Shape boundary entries
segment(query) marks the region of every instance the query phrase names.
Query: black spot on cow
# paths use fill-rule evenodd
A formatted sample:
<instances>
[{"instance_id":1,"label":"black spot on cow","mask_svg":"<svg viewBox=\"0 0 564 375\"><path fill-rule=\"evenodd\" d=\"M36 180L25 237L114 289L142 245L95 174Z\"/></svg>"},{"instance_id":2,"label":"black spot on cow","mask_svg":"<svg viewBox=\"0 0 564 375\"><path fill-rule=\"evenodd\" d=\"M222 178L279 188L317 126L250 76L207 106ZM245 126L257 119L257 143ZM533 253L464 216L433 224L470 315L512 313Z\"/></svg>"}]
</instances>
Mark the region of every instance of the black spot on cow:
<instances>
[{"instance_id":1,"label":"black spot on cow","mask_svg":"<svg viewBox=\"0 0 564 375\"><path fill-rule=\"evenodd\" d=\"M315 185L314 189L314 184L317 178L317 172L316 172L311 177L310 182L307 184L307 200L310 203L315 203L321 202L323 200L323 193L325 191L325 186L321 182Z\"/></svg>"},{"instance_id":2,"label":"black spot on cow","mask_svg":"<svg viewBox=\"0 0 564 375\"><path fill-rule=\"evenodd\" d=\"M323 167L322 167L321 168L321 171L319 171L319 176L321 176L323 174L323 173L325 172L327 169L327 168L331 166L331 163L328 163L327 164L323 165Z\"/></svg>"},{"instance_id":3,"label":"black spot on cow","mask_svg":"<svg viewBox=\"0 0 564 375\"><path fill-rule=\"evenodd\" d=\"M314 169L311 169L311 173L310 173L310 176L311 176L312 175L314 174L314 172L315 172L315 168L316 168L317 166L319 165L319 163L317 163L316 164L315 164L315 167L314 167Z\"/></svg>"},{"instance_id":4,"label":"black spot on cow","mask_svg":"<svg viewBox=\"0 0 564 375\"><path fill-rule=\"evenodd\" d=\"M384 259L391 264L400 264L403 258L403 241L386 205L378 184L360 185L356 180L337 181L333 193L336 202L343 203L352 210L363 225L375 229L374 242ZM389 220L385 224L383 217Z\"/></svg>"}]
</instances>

**Stated problem:** Copy every one of the entries above word for word, with nothing changed or left out.

**Response:**
segment(query) marks the region of every instance the query phrase names.
Query: black spot on cow
# paths use fill-rule evenodd
A formatted sample:
<instances>
[{"instance_id":1,"label":"black spot on cow","mask_svg":"<svg viewBox=\"0 0 564 375\"><path fill-rule=\"evenodd\" d=\"M36 180L25 237L114 289L142 245L95 174Z\"/></svg>"},{"instance_id":2,"label":"black spot on cow","mask_svg":"<svg viewBox=\"0 0 564 375\"><path fill-rule=\"evenodd\" d=\"M222 178L279 188L317 126L250 76L207 106ZM245 126L257 119L257 143ZM533 253L464 216L433 224L470 315L512 313Z\"/></svg>"}]
</instances>
Mark the region of every instance of the black spot on cow:
<instances>
[{"instance_id":1,"label":"black spot on cow","mask_svg":"<svg viewBox=\"0 0 564 375\"><path fill-rule=\"evenodd\" d=\"M315 185L314 189L314 184L317 178L317 172L316 172L311 177L310 182L307 184L307 200L310 203L315 203L321 202L323 200L323 193L325 191L325 186L321 182Z\"/></svg>"},{"instance_id":2,"label":"black spot on cow","mask_svg":"<svg viewBox=\"0 0 564 375\"><path fill-rule=\"evenodd\" d=\"M323 167L322 167L321 168L321 171L319 171L319 176L321 176L323 174L323 173L325 172L327 169L327 168L331 166L331 163L328 163L327 164L323 165Z\"/></svg>"},{"instance_id":3,"label":"black spot on cow","mask_svg":"<svg viewBox=\"0 0 564 375\"><path fill-rule=\"evenodd\" d=\"M314 169L311 169L311 173L310 173L310 176L311 176L312 175L314 174L314 172L315 172L315 168L316 168L317 166L319 165L319 163L317 163L316 164L315 164L315 167L314 167Z\"/></svg>"},{"instance_id":4,"label":"black spot on cow","mask_svg":"<svg viewBox=\"0 0 564 375\"><path fill-rule=\"evenodd\" d=\"M384 259L391 264L400 264L403 258L403 241L386 205L378 184L360 185L356 180L337 181L333 193L336 202L343 203L352 210L363 225L375 229L374 242ZM389 220L385 224L383 217Z\"/></svg>"}]
</instances>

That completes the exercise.